--- start ---

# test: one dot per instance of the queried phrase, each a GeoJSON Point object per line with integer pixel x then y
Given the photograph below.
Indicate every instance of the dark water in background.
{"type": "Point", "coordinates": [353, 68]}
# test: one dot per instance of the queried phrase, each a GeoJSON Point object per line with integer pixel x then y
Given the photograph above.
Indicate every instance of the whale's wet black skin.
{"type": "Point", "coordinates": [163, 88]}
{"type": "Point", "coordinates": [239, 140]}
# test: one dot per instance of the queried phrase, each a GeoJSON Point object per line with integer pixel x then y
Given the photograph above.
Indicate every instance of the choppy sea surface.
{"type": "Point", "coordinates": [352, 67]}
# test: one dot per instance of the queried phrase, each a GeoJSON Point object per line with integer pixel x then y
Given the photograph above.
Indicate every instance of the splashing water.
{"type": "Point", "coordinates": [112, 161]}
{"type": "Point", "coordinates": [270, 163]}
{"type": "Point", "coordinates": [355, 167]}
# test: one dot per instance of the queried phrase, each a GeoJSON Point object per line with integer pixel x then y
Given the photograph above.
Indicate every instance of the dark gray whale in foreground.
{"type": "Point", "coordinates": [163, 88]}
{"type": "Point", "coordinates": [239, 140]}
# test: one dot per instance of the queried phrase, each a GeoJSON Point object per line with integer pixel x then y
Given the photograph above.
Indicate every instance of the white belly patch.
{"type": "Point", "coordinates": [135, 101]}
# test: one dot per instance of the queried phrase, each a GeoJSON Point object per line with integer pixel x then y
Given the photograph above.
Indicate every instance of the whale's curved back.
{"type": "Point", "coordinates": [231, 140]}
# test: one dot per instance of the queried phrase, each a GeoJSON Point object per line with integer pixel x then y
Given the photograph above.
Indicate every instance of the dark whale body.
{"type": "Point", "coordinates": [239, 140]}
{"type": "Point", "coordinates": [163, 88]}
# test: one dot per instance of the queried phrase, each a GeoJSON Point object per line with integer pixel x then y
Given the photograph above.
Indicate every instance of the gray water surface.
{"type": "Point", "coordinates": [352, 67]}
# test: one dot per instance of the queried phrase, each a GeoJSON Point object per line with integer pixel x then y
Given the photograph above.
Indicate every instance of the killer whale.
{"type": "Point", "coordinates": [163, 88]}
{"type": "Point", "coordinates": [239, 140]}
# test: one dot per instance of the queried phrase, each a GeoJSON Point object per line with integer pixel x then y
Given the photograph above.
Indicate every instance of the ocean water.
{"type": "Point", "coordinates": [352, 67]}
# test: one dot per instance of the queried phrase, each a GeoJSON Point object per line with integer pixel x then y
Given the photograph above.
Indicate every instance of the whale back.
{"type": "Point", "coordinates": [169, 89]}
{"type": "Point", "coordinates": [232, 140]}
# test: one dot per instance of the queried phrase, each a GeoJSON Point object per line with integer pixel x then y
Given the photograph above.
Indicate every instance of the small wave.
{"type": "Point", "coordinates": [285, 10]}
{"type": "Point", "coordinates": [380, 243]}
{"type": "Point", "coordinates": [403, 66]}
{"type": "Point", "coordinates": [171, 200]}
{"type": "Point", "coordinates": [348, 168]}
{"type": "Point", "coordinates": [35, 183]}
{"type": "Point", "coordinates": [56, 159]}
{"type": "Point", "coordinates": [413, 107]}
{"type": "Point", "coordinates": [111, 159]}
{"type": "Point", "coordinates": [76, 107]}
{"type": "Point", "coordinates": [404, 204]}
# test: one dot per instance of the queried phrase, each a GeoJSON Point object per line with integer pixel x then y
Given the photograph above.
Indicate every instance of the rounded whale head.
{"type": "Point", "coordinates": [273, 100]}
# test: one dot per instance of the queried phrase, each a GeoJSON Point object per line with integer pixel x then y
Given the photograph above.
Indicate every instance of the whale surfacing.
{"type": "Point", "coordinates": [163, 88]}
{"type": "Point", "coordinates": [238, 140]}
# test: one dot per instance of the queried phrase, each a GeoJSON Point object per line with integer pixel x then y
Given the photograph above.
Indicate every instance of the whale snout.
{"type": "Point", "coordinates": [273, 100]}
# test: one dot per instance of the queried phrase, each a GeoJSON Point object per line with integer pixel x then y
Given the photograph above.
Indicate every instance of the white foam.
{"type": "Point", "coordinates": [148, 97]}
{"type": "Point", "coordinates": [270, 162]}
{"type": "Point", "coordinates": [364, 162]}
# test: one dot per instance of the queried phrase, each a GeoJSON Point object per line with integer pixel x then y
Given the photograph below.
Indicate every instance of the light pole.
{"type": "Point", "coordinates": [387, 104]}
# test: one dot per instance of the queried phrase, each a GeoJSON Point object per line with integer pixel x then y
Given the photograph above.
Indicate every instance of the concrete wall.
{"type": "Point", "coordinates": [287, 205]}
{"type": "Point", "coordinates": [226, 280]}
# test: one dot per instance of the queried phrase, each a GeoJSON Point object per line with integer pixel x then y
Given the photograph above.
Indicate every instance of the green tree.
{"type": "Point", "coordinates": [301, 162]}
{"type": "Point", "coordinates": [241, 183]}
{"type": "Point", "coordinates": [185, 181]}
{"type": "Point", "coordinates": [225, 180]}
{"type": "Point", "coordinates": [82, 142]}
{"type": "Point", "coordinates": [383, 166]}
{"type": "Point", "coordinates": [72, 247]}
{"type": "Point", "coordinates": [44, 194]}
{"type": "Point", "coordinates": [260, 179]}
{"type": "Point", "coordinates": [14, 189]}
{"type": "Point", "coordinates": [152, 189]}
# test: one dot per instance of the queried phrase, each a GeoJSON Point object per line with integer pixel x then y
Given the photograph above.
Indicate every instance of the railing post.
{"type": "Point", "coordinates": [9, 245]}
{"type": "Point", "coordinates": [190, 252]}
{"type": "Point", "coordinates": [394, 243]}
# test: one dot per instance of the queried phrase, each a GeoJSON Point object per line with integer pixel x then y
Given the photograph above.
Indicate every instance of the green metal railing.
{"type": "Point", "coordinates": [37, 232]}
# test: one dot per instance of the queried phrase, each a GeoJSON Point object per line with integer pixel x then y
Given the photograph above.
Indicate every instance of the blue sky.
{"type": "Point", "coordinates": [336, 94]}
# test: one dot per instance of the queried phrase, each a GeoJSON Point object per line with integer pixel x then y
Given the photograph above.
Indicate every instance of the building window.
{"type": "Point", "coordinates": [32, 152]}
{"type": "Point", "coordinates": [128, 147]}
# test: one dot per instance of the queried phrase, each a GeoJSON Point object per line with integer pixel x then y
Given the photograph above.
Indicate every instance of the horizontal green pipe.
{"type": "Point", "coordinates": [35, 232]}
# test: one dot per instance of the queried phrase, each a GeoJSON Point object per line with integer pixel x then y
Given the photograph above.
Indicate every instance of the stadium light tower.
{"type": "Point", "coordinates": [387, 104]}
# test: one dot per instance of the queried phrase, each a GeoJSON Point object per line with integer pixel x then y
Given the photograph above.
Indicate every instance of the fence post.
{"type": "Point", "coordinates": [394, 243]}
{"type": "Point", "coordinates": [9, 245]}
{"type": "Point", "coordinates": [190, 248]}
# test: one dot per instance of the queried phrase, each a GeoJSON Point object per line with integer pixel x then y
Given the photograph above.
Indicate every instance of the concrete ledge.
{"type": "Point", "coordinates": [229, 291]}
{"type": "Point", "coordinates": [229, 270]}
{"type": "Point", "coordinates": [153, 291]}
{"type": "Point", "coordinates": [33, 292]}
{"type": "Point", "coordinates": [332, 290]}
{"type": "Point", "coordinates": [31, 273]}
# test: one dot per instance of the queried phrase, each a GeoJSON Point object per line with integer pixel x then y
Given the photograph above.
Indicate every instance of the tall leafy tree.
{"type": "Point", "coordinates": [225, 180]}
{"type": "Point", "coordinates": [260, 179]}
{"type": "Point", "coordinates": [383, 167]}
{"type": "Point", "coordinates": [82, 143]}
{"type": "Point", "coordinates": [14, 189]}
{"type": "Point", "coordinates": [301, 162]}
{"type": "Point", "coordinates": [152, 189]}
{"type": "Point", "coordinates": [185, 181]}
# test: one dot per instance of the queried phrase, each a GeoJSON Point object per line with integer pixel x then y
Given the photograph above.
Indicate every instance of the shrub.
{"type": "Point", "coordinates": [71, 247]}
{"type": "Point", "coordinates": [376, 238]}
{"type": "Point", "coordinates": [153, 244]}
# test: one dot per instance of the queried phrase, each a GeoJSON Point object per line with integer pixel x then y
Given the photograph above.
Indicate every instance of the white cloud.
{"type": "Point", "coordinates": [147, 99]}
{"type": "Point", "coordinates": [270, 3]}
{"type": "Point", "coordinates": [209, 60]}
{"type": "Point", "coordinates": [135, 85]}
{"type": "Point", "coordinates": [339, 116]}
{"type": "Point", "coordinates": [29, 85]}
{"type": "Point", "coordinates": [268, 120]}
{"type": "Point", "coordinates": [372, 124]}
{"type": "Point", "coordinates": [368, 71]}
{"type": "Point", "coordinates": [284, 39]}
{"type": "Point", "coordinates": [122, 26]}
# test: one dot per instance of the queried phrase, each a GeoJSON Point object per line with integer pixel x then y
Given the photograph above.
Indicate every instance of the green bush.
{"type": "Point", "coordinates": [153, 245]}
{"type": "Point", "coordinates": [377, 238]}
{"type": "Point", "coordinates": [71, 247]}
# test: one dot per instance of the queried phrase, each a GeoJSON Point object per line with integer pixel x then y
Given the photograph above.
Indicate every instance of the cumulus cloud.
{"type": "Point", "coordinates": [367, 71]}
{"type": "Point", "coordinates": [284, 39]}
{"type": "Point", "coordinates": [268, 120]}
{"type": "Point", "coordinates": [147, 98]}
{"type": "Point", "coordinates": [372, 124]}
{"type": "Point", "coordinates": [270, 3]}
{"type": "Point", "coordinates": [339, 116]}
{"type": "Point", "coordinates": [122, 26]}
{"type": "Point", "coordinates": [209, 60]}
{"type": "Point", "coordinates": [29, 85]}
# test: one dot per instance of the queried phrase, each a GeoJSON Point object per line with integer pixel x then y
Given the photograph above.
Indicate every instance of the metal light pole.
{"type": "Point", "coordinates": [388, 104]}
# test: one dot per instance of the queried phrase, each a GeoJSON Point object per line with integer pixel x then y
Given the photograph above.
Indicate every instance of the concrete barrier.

--- end ---

§ THE EXERCISE: Report every line of the listing above that contains the word "metal", and treat uppercase and lowercase as different.

§ THE SOLUTION:
Indicate every instance of the green metal railing.
Indicate every instance of the metal light pole.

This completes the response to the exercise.